Исходный текст:
───

Главная страница ИД «Первого сентября»Главная страница газеты «Первое сентября»Содержание №30/1999

Архив
Леонид КОСТЮКОВ

Потому что это нужно твоему сыну

Иногда отец, присутствующий в семье только в качестве мифа, воспитывает лучше, чем тот, кого ребенок видит ежедневно

– Пойди, – Федотовна легко, но ощутимо толкает мальчика в спину, – поздоровайся с отцом.
– Здравствуйте, папенька.
– А, Дмитрий. Здравствуй, Дмитрий. – Отец оборачивается даже не в профиль, а в одну четверть, так что от дверей видна седая прядь надо лбом и упрямая линия носа. – Как учеба?
– По латыни превосходно... – Но тут отец вновь склоняется над столом и чуть приподымает ладонь в знак конца аудиенции. Понятливая Федотовна хватает Митю за локоть и старательно, без скрипа, закрывает дверь. Через две минуты, размочив напомаженный чуб, он уже бегает по двору с Илюшкой и Мотей, изредка косясь на огромное темное окно...

───

Элементы из источника данных
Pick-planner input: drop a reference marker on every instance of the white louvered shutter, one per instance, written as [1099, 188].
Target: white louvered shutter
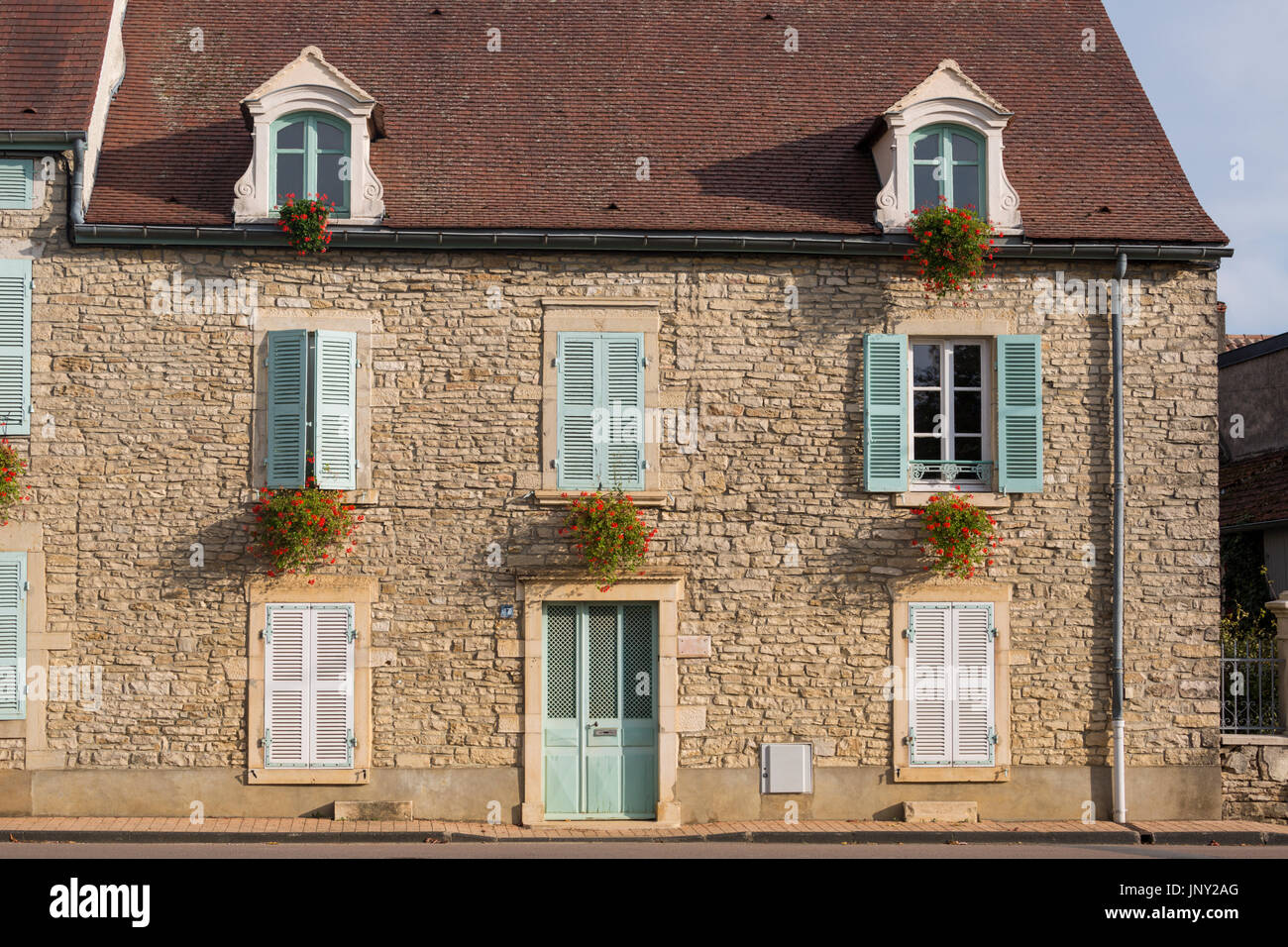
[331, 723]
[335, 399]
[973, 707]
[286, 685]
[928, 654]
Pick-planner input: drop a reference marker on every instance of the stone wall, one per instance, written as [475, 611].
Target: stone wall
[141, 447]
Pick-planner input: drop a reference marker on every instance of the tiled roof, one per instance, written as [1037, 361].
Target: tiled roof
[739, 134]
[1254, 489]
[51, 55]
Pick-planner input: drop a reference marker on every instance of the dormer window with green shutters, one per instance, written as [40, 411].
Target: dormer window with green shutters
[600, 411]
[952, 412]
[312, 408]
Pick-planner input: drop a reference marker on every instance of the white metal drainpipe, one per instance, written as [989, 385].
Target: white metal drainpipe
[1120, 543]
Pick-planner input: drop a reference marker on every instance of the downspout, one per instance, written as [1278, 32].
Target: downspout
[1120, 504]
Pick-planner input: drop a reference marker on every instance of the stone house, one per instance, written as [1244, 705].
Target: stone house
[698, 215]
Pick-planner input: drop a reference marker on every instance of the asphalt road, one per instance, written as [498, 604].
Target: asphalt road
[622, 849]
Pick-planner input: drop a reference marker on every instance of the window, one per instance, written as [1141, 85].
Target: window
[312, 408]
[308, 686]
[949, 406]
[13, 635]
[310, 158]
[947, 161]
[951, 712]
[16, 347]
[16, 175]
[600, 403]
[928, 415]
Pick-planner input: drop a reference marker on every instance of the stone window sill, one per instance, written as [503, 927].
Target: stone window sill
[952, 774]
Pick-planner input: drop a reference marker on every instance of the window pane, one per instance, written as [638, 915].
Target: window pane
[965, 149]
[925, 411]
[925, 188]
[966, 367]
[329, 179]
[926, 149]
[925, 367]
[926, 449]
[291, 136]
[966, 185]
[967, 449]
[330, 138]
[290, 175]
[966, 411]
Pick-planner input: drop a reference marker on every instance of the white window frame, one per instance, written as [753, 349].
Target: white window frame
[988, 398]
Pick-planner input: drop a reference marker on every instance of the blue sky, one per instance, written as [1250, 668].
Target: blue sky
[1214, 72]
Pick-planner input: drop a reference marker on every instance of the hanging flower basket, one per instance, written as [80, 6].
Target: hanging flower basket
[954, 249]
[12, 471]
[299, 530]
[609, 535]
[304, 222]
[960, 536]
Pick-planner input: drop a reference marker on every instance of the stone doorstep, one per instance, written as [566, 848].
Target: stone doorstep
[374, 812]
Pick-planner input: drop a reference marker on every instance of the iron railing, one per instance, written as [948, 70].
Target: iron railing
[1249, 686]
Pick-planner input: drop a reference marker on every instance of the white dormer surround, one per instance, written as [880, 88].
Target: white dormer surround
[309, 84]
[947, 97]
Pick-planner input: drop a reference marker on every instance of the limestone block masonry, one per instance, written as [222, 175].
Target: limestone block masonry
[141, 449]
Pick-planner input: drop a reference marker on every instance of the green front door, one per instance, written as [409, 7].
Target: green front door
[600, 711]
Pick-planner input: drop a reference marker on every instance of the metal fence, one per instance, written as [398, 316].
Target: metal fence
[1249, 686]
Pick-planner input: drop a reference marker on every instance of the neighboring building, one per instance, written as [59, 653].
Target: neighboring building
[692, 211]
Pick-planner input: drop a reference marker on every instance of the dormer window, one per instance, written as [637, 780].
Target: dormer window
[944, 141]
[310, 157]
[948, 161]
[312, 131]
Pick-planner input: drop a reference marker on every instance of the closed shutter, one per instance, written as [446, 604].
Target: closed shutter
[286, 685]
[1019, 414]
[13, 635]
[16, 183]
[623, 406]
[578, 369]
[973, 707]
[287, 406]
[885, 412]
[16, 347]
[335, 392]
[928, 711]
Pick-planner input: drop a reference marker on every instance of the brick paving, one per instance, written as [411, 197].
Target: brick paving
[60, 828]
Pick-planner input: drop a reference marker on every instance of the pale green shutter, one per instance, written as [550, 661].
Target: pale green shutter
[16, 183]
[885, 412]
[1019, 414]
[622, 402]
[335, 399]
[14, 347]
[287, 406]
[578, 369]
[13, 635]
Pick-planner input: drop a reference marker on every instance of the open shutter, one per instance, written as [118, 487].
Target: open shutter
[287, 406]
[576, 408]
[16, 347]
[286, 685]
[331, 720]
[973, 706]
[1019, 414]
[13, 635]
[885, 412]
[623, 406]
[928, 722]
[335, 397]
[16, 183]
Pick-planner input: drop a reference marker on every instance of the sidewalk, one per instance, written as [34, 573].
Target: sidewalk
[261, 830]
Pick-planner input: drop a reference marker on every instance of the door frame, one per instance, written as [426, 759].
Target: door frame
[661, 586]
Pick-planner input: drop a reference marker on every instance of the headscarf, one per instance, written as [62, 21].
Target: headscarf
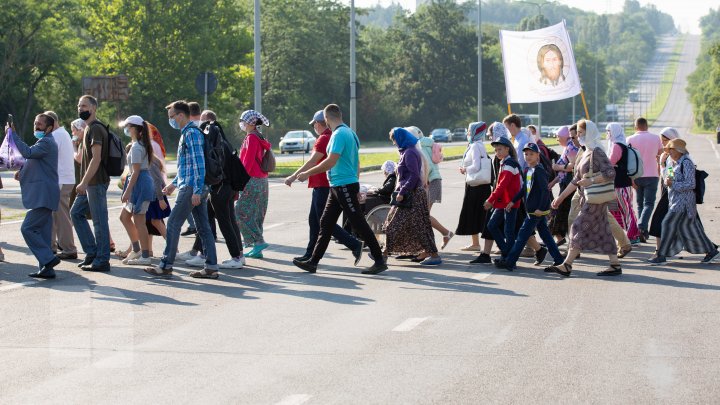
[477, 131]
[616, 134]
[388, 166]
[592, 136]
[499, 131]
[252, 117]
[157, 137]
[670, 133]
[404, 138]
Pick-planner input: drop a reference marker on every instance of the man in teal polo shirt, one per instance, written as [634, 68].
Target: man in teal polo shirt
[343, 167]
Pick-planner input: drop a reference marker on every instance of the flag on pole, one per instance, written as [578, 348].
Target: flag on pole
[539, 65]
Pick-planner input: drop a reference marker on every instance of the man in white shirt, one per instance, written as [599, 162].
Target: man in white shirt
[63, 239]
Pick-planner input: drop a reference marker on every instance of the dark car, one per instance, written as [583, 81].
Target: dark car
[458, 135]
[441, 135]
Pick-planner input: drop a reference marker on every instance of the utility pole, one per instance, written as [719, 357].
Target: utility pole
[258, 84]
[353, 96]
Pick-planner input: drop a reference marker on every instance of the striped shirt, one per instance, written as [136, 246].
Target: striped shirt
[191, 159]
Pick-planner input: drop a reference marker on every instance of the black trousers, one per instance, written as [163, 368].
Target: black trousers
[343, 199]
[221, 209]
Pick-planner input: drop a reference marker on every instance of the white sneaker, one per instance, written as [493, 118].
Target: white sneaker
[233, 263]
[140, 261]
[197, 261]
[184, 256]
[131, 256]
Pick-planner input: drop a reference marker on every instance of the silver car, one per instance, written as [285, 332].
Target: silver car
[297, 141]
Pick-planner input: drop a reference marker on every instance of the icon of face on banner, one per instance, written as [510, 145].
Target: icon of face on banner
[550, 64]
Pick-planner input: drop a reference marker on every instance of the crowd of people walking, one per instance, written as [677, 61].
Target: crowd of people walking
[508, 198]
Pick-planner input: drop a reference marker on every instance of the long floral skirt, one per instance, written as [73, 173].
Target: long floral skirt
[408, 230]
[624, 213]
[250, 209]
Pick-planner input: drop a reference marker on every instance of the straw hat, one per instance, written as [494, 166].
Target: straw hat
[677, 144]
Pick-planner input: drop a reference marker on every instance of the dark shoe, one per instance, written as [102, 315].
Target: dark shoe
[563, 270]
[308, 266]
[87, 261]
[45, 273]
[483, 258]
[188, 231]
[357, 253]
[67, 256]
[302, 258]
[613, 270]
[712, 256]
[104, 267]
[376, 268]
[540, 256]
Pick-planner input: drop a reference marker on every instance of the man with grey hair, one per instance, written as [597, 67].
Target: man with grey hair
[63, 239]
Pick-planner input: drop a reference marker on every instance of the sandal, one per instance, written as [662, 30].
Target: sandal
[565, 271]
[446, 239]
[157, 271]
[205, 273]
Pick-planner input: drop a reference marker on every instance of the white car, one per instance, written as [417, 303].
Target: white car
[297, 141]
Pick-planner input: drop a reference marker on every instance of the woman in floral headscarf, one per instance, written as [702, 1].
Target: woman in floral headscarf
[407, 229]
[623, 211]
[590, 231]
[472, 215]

───

Задания:
[A] Перечислите все имена персонажей, которые упоминаются в отрывке о Мите и его отце.
[B] Перепишите дословно фрагмент из отрывка о Мите и его отце, начиная со слов «Главная страница ИД» и до слов «огромное темное окно...» включительно.
[C] Что видно от дверей, когда отец оборачивается к мальчику в отрывке о Мите и его отце?

Ответы:
[A] Федотовна, Дмитрий (Митя), Илюшка, Мотя

[B]
Главная страница ИД «Первого сентября»Главная страница газеты «Первое сентября»Содержание №30/1999

Архив
Леонид КОСТЮКОВ

Потому что это нужно твоему сыну

Иногда отец, присутствующий в семье только в качестве мифа, воспитывает лучше, чем тот, кого ребенок видит ежедневно

– Пойди, – Федотовна легко, но ощутимо толкает мальчика в спину, – поздоровайся с отцом.
– Здравствуйте, папенька.
– А, Дмитрий. Здравствуй, Дмитрий. – Отец оборачивается даже не в профиль, а в одну четверть, так что от дверей видна седая прядь надо лбом и упрямая линия носа. – Как учеба?
– По латыни превосходно... – Но тут отец вновь склоняется над столом и чуть приподымает ладонь в знак конца аудиенции. Понятливая Федотовна хватает Митю за локоть и старательно, без скрипа, закрывает дверь. Через две минуты, размочив напомаженный чуб, он уже бегает по двору с Илюшкой и Мотей, изредка косясь на огромное темное окно...

[C] Седая прядь надо лбом и упрямая линия носа.